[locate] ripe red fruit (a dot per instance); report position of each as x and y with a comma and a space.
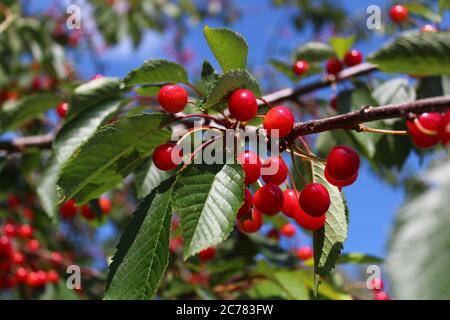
25, 231
207, 254
288, 230
242, 105
61, 109
250, 223
315, 199
431, 123
87, 212
248, 203
279, 118
105, 205
444, 128
68, 210
173, 98
280, 175
353, 57
167, 156
342, 163
268, 199
304, 253
300, 67
251, 164
334, 66
398, 13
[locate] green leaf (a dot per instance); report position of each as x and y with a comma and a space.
229, 47
147, 177
13, 114
113, 152
229, 82
422, 10
341, 45
79, 129
92, 93
418, 53
418, 255
142, 254
207, 199
314, 52
156, 72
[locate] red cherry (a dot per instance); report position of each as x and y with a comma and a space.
87, 212
334, 66
173, 98
280, 175
444, 128
304, 253
353, 58
308, 222
68, 210
428, 121
242, 105
398, 13
25, 231
105, 205
300, 67
248, 203
167, 156
315, 199
288, 230
207, 254
279, 118
251, 164
250, 223
291, 206
268, 199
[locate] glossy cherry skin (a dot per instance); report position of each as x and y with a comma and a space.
242, 105
315, 199
342, 162
173, 98
334, 66
300, 67
251, 164
167, 156
247, 205
268, 199
250, 223
281, 172
429, 121
279, 118
353, 58
398, 13
288, 230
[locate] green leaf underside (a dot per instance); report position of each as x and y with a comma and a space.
229, 47
110, 155
80, 128
142, 254
207, 199
155, 72
13, 114
229, 82
424, 53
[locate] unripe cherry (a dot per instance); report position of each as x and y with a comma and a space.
173, 98
250, 223
279, 118
280, 174
167, 156
268, 199
315, 199
242, 105
251, 164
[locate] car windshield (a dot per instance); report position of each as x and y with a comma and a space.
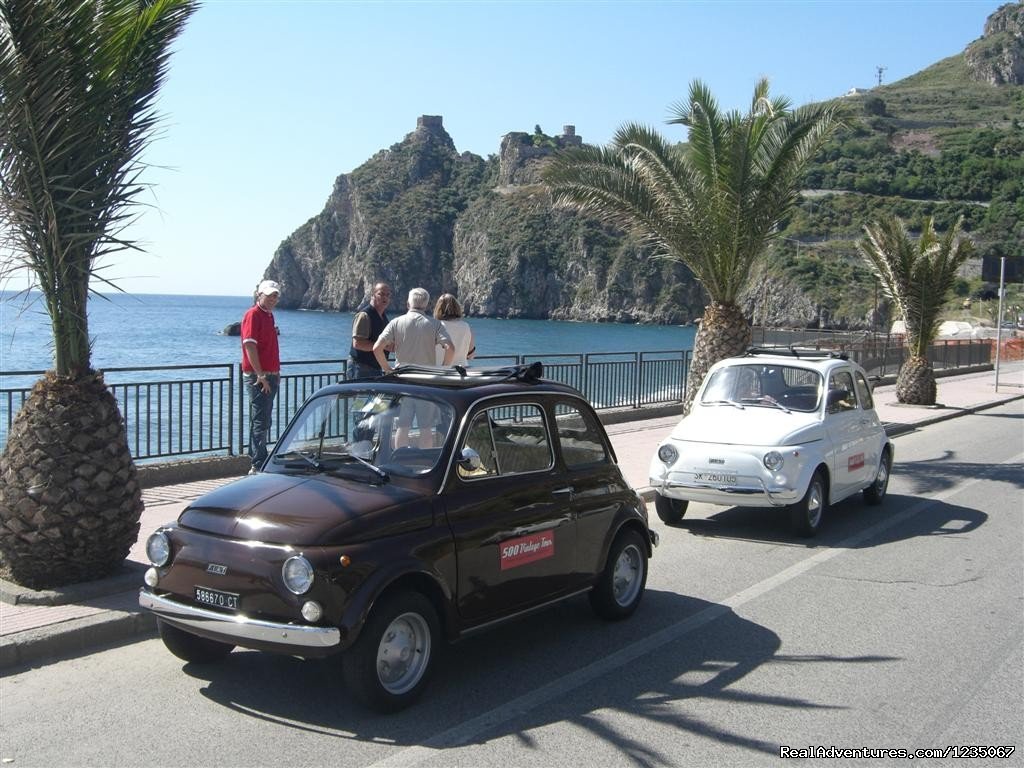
368, 433
783, 387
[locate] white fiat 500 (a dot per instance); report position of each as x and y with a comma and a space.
776, 428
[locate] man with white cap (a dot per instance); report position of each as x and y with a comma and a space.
261, 367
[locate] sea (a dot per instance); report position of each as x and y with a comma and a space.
150, 330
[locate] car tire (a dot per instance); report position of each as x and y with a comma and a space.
621, 586
189, 647
389, 665
805, 515
876, 493
670, 511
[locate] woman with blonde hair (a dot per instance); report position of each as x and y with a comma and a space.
449, 311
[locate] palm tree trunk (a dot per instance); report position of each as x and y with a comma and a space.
915, 383
70, 499
724, 333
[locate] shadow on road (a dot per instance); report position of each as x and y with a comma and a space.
845, 524
553, 667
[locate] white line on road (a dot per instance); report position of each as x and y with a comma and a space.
467, 731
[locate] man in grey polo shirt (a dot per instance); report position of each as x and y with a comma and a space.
414, 337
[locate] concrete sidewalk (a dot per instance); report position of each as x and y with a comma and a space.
36, 627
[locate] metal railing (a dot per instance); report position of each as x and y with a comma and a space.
882, 354
182, 411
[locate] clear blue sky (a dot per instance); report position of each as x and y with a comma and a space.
267, 102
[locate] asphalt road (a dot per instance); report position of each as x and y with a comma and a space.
900, 627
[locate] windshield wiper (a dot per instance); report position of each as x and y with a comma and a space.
724, 402
372, 467
284, 459
382, 474
768, 398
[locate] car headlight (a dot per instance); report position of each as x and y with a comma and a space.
668, 454
158, 549
298, 574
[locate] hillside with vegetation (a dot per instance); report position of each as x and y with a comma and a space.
945, 142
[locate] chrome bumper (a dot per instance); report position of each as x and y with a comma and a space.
240, 627
775, 498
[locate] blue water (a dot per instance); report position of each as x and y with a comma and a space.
143, 330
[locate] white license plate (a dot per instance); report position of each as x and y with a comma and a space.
217, 598
715, 477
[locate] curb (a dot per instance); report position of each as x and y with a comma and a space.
116, 627
76, 637
943, 413
129, 577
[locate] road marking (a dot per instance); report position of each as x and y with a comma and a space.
470, 729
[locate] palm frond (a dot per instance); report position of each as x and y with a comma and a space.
78, 83
915, 274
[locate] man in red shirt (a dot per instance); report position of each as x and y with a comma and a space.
261, 367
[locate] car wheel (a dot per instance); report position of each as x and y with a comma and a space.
875, 493
389, 665
189, 647
621, 585
805, 515
670, 510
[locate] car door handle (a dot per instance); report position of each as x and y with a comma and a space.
546, 525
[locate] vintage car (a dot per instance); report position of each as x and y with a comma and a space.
398, 512
776, 428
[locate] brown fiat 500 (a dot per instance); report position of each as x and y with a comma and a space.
397, 512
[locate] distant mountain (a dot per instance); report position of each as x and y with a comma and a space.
948, 140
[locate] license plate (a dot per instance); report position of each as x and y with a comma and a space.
216, 598
715, 477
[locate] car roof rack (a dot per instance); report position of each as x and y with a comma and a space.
809, 353
461, 376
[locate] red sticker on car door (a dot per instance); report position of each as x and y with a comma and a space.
516, 552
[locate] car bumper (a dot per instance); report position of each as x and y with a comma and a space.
749, 492
288, 638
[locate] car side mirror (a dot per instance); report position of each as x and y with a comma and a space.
838, 395
470, 460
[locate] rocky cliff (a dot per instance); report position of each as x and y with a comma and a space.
997, 57
422, 214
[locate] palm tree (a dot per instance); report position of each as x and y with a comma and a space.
918, 276
714, 205
78, 81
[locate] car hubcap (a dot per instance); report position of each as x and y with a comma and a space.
626, 579
814, 505
403, 652
883, 479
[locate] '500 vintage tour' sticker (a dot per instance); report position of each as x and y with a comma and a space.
516, 552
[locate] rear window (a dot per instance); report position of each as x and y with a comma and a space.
770, 386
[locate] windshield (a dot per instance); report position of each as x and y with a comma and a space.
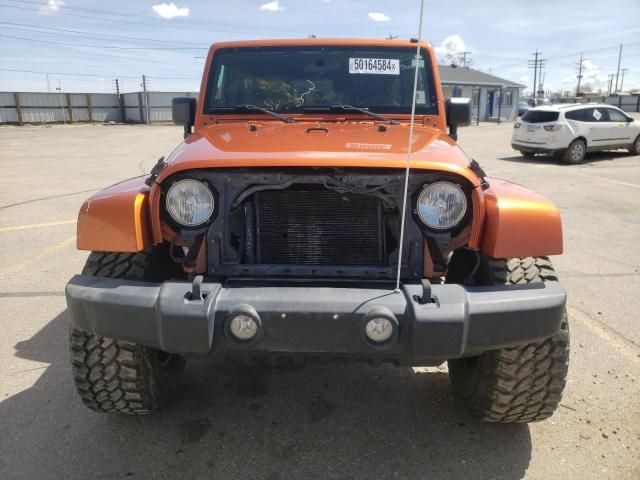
540, 116
294, 79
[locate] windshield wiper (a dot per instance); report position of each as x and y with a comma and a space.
255, 108
351, 108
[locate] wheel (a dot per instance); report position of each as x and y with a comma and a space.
118, 376
519, 384
575, 152
634, 149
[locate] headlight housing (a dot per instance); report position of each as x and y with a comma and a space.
441, 205
190, 202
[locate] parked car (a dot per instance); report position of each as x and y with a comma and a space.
273, 234
570, 131
523, 107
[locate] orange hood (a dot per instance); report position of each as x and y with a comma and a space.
317, 144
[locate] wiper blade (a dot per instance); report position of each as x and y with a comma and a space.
255, 108
352, 108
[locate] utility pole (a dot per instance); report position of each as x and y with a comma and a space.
579, 76
116, 84
464, 58
622, 79
618, 72
610, 83
537, 64
64, 117
146, 99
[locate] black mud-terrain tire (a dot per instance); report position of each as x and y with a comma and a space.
634, 148
117, 376
575, 152
521, 384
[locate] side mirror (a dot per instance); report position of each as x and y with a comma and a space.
183, 112
458, 112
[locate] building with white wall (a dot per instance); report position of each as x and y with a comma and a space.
492, 96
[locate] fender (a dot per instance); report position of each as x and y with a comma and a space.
116, 219
519, 222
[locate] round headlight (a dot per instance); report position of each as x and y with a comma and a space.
442, 205
190, 202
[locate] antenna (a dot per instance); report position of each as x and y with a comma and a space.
409, 148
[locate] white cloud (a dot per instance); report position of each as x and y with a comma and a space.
272, 6
451, 45
592, 78
170, 10
51, 7
379, 17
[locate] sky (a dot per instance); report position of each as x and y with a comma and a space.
94, 42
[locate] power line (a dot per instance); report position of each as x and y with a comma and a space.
579, 76
89, 34
536, 64
94, 75
210, 27
101, 46
618, 72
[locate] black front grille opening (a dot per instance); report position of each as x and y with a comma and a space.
312, 225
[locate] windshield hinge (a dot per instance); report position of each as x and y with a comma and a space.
155, 171
475, 167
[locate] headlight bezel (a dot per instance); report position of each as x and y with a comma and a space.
175, 222
462, 221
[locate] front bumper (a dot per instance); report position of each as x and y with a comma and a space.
534, 147
317, 320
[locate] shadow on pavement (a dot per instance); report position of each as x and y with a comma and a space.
255, 423
592, 157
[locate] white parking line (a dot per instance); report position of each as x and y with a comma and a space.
39, 256
36, 225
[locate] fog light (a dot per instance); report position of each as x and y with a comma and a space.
243, 327
379, 329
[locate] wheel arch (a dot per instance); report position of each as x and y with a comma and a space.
519, 222
116, 219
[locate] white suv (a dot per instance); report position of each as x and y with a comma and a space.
572, 130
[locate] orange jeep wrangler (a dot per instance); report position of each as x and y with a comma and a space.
297, 221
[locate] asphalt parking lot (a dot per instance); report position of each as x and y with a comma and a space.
317, 422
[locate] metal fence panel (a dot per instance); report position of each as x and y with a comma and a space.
40, 107
80, 114
104, 100
132, 107
7, 99
8, 115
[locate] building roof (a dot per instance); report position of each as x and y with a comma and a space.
450, 75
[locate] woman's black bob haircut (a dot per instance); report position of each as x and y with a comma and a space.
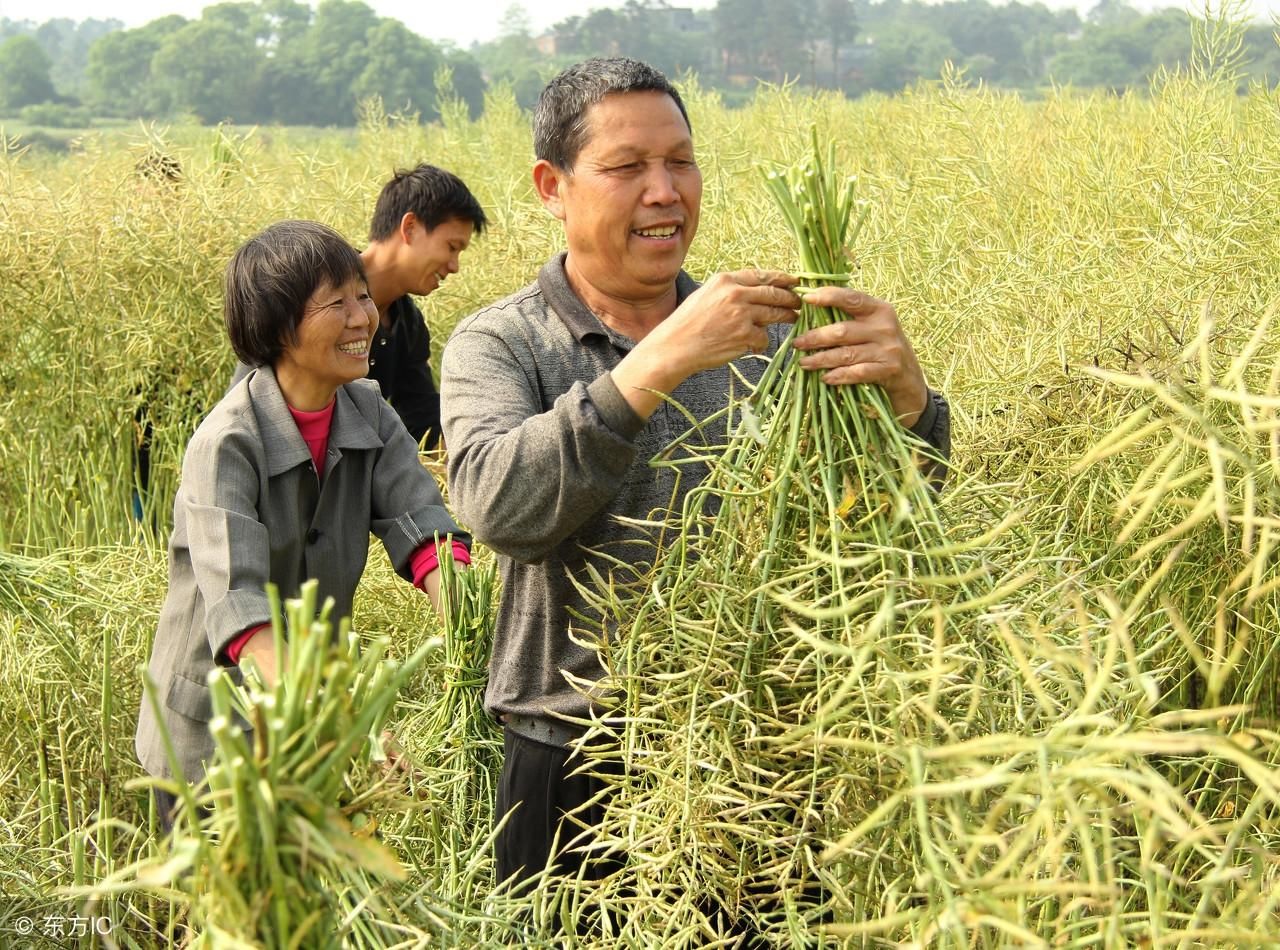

------------------------------------

Lines from the one with "[locate] metal fence" through the final line of the records are the whole answer; print them exactly, minus any pictures.

[locate] metal fence panel (a dot per instance); report position of each as x and y with a comma and a space.
40, 107
80, 114
104, 100
132, 107
7, 99
8, 115
[locate] building roof (a dot per instance); report position of each as x and y with a comma and a space.
450, 75
[locate] woman's black bob haircut (a dot per instance); report position of each as x and y with a comma and a space.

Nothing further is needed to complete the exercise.